» What is expected
Begin at the line that has "Segment the **silver" and stop after the line that has "310 L 111 334". Give those lines again, replacing "doorknob" with "door handle" and changing nothing else.

— start Stored rows —

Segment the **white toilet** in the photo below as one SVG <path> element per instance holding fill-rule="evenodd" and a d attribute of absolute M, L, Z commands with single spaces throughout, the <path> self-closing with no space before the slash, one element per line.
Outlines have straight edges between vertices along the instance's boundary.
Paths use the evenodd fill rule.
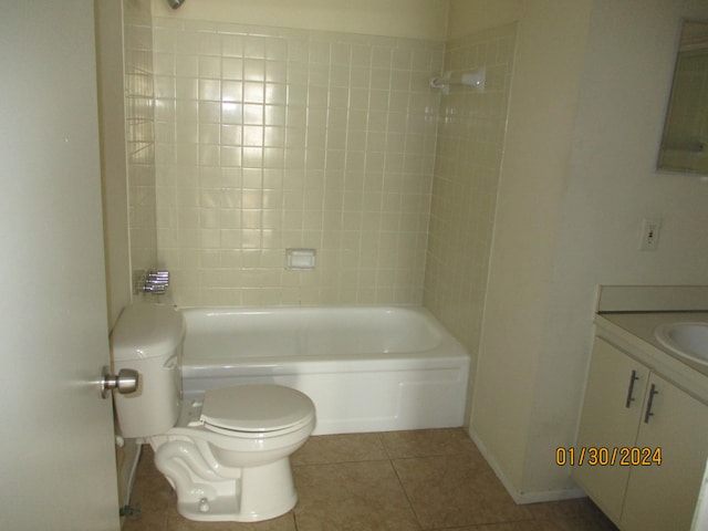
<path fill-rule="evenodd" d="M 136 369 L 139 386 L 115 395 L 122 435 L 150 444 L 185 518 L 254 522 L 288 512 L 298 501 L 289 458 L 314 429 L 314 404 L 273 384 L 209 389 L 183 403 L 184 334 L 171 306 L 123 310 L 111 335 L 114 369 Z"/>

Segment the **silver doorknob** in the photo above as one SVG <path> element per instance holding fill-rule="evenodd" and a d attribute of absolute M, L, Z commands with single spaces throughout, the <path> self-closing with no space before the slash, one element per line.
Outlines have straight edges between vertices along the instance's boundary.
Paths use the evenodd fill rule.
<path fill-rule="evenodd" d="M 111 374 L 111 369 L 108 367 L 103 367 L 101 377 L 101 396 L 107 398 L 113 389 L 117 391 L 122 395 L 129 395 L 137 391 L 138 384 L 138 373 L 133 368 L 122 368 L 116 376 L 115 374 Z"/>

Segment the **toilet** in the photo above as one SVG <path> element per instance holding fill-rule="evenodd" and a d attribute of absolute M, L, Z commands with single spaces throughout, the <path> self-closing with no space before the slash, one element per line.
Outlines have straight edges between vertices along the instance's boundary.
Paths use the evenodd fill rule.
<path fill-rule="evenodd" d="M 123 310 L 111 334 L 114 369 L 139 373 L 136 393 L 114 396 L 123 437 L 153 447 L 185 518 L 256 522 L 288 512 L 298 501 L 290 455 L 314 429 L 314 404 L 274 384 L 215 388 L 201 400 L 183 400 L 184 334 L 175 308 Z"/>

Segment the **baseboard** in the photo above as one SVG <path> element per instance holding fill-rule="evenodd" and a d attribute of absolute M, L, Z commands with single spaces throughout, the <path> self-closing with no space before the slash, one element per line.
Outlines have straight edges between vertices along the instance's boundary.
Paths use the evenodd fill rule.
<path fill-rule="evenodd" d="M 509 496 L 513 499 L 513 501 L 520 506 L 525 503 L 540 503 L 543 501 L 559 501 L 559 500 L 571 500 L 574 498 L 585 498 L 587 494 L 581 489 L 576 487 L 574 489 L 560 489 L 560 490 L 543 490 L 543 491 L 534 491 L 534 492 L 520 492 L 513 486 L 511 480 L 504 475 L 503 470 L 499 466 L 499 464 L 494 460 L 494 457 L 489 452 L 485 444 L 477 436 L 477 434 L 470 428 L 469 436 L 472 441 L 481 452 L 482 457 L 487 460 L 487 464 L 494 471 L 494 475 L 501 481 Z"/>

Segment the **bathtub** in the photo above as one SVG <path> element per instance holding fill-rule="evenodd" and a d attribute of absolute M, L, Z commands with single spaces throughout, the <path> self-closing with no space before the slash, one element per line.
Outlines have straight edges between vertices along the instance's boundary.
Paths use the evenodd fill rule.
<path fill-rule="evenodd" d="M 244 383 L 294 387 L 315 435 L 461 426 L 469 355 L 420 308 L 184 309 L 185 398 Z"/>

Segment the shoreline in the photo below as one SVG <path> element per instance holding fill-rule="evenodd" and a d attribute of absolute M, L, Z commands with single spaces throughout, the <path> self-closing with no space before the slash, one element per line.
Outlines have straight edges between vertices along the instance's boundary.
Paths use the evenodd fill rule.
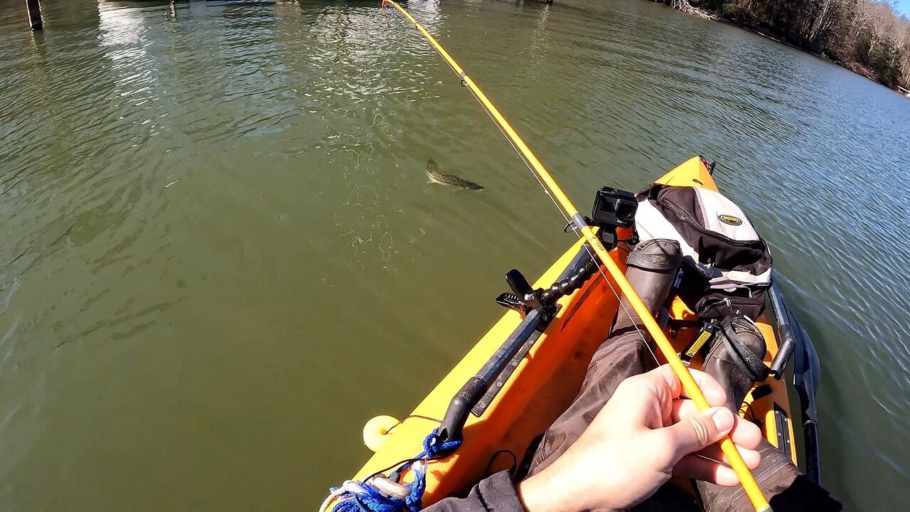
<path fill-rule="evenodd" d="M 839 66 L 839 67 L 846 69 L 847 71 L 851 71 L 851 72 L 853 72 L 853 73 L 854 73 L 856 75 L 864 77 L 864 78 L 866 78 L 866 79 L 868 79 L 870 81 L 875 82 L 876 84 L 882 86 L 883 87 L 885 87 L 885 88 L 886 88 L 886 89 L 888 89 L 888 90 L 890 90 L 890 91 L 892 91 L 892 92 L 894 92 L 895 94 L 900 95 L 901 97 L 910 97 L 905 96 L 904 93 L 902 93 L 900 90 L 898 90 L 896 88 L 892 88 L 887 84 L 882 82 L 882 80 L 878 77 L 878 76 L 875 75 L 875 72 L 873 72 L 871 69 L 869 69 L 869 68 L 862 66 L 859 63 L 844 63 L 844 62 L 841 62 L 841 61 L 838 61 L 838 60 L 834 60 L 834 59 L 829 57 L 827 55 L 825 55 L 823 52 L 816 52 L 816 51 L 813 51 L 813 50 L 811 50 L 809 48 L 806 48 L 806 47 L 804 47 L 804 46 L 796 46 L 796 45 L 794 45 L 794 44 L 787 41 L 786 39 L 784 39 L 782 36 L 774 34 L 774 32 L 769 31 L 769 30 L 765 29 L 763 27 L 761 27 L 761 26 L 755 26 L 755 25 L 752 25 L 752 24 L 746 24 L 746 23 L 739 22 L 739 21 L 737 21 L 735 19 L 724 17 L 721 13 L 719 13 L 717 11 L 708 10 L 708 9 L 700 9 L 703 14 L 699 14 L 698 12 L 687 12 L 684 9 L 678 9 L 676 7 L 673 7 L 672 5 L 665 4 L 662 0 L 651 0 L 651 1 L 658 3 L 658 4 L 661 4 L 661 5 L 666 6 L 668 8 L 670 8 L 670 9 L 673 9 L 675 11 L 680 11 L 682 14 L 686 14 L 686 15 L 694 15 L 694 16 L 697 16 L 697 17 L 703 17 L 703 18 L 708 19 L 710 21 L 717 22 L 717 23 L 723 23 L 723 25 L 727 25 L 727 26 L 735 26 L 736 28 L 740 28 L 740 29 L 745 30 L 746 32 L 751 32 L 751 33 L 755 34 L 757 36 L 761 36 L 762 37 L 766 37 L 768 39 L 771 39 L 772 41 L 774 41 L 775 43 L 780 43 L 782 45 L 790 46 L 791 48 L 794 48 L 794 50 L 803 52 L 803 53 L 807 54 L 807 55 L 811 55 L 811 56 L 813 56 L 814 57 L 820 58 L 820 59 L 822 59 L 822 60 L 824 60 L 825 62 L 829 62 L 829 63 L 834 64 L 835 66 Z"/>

— end Stored rows —
— start Stored rows —

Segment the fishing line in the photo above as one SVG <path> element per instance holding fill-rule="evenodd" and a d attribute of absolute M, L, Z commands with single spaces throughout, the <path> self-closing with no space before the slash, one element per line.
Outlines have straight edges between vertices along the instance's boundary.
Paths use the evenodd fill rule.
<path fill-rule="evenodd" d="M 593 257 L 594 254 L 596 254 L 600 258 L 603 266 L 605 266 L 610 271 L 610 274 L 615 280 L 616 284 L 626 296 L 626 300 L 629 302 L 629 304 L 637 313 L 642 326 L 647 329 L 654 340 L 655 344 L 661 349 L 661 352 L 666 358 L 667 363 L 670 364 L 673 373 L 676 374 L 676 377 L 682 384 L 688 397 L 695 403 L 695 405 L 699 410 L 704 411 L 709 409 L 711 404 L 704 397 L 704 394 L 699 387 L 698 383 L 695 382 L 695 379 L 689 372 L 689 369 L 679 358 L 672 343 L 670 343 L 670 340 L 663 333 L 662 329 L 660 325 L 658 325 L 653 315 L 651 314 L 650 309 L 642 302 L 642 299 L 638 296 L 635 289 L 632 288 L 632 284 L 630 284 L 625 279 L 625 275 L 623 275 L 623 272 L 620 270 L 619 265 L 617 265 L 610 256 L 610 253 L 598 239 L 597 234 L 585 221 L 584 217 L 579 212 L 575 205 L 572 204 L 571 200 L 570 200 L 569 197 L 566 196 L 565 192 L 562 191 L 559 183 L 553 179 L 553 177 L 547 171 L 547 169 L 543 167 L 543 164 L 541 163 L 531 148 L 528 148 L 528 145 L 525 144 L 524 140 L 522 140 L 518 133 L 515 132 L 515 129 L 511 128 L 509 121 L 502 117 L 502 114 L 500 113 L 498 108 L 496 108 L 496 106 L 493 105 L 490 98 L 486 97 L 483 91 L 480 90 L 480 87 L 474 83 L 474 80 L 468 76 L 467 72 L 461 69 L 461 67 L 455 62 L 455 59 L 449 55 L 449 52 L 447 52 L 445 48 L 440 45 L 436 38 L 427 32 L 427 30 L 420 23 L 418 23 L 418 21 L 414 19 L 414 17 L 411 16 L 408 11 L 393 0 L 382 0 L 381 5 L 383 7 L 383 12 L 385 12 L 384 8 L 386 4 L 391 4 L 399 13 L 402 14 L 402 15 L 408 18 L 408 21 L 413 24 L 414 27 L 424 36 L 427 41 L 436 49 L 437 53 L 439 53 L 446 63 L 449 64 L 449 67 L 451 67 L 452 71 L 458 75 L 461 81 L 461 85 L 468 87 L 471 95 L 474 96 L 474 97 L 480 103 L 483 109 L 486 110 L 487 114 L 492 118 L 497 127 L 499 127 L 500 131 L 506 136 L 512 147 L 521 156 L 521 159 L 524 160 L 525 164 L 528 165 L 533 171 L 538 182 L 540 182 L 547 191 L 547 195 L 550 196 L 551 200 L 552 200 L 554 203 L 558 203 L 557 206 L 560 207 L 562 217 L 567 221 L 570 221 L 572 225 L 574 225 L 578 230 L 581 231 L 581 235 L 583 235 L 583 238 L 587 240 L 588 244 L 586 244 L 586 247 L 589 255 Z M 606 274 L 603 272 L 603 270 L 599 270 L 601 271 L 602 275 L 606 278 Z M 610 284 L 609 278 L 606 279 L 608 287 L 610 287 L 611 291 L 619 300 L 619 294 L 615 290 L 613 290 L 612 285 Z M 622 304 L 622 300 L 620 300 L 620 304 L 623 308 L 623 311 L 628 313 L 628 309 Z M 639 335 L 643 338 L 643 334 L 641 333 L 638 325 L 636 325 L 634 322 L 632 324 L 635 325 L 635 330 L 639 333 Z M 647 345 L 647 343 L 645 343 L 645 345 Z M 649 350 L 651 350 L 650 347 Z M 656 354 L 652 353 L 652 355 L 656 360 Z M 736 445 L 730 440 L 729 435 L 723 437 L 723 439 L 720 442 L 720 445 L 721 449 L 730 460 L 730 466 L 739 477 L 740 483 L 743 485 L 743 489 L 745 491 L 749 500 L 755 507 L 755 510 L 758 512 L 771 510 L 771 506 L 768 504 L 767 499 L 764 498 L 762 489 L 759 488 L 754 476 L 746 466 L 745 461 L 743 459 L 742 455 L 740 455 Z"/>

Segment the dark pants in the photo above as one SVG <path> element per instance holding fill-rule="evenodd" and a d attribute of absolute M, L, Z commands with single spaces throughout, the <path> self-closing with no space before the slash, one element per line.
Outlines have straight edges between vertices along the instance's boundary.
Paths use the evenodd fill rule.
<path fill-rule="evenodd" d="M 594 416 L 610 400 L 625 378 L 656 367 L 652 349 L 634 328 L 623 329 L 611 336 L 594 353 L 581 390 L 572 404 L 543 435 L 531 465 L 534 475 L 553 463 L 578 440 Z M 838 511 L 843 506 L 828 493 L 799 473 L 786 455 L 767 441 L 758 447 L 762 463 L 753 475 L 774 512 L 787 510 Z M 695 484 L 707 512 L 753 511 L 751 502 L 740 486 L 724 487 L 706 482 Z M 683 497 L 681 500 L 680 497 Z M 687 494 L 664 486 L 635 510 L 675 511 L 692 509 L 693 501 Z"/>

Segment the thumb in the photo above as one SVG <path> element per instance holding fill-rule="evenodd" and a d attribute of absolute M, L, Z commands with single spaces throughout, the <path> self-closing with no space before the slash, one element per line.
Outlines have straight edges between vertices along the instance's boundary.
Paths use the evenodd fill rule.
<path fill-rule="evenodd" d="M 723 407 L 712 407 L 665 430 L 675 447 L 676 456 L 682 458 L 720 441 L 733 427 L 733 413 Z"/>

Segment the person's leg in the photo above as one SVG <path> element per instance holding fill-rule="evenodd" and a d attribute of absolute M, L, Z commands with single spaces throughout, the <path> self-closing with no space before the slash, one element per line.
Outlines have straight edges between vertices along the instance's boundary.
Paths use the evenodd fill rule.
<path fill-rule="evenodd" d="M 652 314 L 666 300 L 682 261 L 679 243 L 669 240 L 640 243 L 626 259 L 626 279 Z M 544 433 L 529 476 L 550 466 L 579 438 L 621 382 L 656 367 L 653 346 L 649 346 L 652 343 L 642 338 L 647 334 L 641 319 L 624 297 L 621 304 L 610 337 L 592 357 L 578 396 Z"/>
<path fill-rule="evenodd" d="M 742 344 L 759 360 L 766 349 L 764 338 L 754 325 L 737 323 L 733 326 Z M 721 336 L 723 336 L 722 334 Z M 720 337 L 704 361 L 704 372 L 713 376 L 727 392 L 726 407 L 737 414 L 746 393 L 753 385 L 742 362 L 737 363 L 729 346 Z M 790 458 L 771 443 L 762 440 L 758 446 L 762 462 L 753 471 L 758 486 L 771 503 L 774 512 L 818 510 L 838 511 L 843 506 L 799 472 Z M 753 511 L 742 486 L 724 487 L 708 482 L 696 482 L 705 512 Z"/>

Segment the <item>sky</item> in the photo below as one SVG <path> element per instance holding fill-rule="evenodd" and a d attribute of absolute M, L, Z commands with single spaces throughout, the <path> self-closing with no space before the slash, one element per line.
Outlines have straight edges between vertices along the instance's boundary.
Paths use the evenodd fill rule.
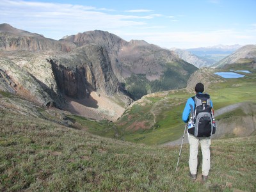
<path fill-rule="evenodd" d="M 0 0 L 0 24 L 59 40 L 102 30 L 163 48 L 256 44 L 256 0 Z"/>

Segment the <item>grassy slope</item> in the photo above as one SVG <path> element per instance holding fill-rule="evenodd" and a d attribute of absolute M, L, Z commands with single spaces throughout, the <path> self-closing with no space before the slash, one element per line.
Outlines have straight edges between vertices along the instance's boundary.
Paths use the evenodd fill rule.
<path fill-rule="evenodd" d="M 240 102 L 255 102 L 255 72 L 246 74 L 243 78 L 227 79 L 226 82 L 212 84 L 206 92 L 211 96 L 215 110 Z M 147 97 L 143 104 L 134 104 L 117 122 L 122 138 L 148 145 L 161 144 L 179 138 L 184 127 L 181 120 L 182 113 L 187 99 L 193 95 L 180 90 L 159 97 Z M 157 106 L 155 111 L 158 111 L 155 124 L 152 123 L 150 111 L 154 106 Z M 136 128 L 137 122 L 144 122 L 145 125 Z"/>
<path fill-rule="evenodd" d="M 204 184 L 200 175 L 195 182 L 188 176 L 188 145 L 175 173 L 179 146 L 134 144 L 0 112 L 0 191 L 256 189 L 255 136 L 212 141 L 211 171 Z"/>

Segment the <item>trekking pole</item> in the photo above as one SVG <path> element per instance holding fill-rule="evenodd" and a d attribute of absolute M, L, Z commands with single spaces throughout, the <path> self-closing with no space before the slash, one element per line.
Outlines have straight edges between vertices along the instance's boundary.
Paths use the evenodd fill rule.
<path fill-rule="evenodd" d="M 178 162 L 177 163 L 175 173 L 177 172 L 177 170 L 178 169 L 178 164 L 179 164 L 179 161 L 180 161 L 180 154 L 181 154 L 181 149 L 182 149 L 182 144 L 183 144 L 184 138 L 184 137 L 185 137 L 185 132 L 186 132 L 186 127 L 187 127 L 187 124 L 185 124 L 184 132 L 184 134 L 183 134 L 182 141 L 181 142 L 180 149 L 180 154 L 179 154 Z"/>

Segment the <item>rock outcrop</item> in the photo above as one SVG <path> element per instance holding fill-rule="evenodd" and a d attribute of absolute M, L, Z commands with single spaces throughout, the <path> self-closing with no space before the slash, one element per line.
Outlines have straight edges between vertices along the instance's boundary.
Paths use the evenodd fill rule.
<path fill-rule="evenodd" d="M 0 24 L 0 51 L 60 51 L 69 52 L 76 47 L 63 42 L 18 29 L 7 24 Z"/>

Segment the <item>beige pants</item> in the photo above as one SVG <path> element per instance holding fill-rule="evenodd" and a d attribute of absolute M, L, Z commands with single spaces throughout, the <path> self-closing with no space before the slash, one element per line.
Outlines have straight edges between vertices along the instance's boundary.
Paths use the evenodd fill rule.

— end Stored rows —

» Answer in full
Segment the **silver door handle** in the photo above as one SVG <path> element per instance holding fill-rule="evenodd" and a d attribute of absolute M, L, Z commands with single spaces throughout, the <path> self-closing with no space before the slash, one element per line.
Outlines have straight edges between vertices along the instance's boundary.
Paths use the evenodd fill rule.
<path fill-rule="evenodd" d="M 111 374 L 111 369 L 108 367 L 103 367 L 101 377 L 101 396 L 107 398 L 113 389 L 117 391 L 122 395 L 129 395 L 137 391 L 138 384 L 138 373 L 133 368 L 122 368 L 116 376 L 115 374 Z"/>

Segment the **toilet** in the photo above as one SVG <path> element per instance holding fill-rule="evenodd" and a d attribute of absolute M, L, Z commands with single spaces throughout, the <path> self-closing with no space before the slash, one element per line.
Outlines have straight edges between vertices along the instance's boundary.
Paths use the evenodd fill rule.
<path fill-rule="evenodd" d="M 123 310 L 111 334 L 114 369 L 139 373 L 136 393 L 114 396 L 123 437 L 153 447 L 185 518 L 256 522 L 288 512 L 298 501 L 290 455 L 314 429 L 314 404 L 274 384 L 215 388 L 201 400 L 183 400 L 184 334 L 175 308 Z"/>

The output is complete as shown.